%%

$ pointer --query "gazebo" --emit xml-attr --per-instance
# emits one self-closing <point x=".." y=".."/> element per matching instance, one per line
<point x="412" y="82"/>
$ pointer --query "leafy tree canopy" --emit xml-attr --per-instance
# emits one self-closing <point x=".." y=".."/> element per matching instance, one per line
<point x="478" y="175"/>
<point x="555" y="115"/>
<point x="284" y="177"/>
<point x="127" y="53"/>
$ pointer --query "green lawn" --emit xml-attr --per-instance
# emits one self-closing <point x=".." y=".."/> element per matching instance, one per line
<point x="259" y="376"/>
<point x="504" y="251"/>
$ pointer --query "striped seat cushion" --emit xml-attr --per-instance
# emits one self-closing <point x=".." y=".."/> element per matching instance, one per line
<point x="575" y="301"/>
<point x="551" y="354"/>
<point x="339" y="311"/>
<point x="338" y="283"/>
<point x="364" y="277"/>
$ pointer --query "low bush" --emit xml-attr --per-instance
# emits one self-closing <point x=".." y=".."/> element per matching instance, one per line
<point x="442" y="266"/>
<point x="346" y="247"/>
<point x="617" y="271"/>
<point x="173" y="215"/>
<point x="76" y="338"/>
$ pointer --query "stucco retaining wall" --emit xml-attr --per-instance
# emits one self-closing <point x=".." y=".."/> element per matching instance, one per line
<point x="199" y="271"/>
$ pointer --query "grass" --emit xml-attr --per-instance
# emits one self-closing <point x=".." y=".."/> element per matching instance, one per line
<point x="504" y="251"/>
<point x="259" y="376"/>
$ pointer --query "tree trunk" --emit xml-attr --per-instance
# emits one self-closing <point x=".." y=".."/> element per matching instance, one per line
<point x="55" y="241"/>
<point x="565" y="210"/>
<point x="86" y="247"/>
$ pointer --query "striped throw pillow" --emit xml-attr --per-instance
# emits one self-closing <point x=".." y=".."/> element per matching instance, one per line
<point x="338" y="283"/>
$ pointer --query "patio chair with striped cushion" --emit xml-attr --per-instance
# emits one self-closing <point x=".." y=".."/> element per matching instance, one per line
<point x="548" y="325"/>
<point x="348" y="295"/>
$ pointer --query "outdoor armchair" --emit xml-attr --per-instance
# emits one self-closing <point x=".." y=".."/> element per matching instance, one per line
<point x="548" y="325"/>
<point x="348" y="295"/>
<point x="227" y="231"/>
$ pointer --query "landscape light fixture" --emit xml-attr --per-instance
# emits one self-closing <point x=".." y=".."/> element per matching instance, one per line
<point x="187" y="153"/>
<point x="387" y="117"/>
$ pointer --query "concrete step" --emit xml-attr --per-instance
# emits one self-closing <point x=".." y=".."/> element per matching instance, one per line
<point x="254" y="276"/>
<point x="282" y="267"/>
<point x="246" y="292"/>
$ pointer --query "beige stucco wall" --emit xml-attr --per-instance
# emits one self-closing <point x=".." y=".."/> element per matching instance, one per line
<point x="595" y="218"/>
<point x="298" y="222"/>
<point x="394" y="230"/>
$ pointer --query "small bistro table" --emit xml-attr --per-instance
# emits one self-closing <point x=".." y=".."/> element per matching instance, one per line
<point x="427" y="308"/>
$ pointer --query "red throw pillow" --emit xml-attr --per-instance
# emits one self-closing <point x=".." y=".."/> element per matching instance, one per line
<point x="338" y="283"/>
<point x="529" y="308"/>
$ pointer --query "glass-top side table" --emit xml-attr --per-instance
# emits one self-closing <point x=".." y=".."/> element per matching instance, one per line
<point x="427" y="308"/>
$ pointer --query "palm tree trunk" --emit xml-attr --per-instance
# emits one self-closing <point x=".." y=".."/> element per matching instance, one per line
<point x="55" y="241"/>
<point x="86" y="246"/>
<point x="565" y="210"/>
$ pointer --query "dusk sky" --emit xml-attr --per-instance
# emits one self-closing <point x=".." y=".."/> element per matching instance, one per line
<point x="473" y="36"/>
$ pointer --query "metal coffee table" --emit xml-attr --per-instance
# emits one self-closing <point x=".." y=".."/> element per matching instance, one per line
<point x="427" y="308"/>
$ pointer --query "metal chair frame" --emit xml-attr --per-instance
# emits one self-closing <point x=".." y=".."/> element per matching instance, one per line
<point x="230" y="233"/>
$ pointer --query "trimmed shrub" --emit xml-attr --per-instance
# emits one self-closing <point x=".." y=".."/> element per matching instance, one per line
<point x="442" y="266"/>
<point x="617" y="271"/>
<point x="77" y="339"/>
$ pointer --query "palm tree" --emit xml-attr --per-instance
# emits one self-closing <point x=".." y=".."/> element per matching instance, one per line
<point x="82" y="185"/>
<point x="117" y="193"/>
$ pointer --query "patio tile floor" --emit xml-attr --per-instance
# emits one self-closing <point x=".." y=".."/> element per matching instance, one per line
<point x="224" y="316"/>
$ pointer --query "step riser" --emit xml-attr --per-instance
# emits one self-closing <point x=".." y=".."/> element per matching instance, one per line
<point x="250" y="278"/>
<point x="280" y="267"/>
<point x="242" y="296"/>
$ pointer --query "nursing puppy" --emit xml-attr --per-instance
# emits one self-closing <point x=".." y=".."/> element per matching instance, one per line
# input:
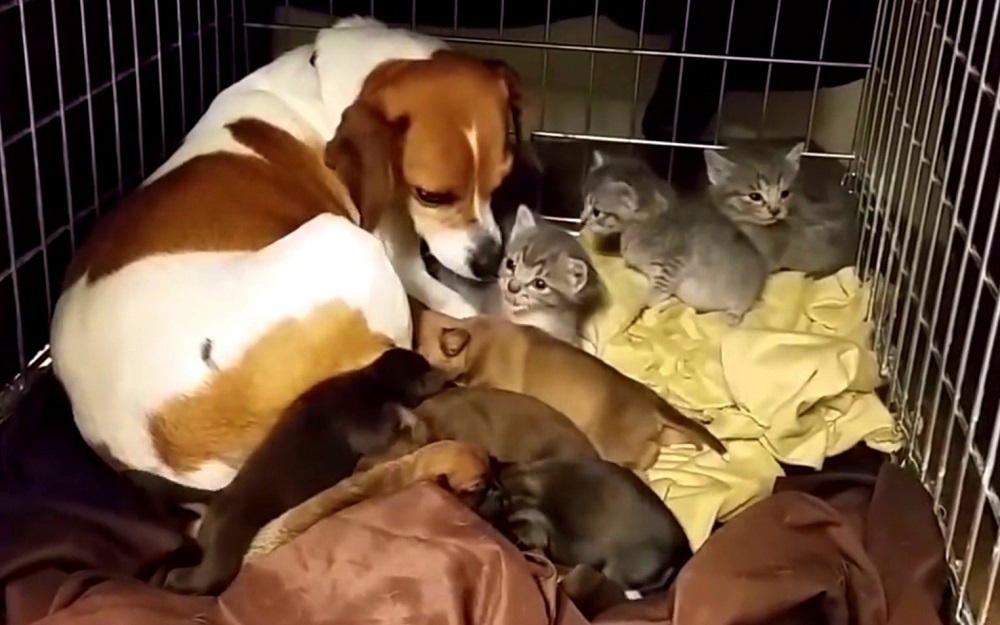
<point x="509" y="426"/>
<point x="591" y="513"/>
<point x="625" y="420"/>
<point x="316" y="444"/>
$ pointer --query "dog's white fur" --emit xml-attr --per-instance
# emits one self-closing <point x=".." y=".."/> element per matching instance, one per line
<point x="127" y="343"/>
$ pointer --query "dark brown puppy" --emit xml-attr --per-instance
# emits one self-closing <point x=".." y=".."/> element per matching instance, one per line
<point x="509" y="426"/>
<point x="316" y="444"/>
<point x="588" y="512"/>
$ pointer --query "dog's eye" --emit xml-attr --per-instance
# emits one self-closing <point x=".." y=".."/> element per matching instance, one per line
<point x="433" y="198"/>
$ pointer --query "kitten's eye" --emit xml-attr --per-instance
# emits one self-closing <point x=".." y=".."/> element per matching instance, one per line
<point x="433" y="198"/>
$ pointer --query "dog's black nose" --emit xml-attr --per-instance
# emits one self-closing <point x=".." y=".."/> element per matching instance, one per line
<point x="486" y="260"/>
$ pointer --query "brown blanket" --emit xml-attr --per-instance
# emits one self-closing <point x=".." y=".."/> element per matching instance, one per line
<point x="838" y="549"/>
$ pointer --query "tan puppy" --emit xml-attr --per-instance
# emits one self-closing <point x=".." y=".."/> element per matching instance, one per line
<point x="458" y="467"/>
<point x="625" y="420"/>
<point x="511" y="427"/>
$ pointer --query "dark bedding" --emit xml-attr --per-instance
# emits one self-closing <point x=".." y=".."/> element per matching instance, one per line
<point x="856" y="544"/>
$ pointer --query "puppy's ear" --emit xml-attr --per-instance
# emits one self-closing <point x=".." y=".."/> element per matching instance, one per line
<point x="454" y="341"/>
<point x="365" y="155"/>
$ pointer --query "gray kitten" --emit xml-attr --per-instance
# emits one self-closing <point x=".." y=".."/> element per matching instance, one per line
<point x="686" y="248"/>
<point x="796" y="212"/>
<point x="545" y="280"/>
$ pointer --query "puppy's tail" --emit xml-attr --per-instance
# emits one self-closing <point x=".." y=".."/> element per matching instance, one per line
<point x="168" y="491"/>
<point x="697" y="432"/>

%%

§ The problem: How many lines of the records contain the string "pillow"? Respond with the number alone.

§ Response box: 2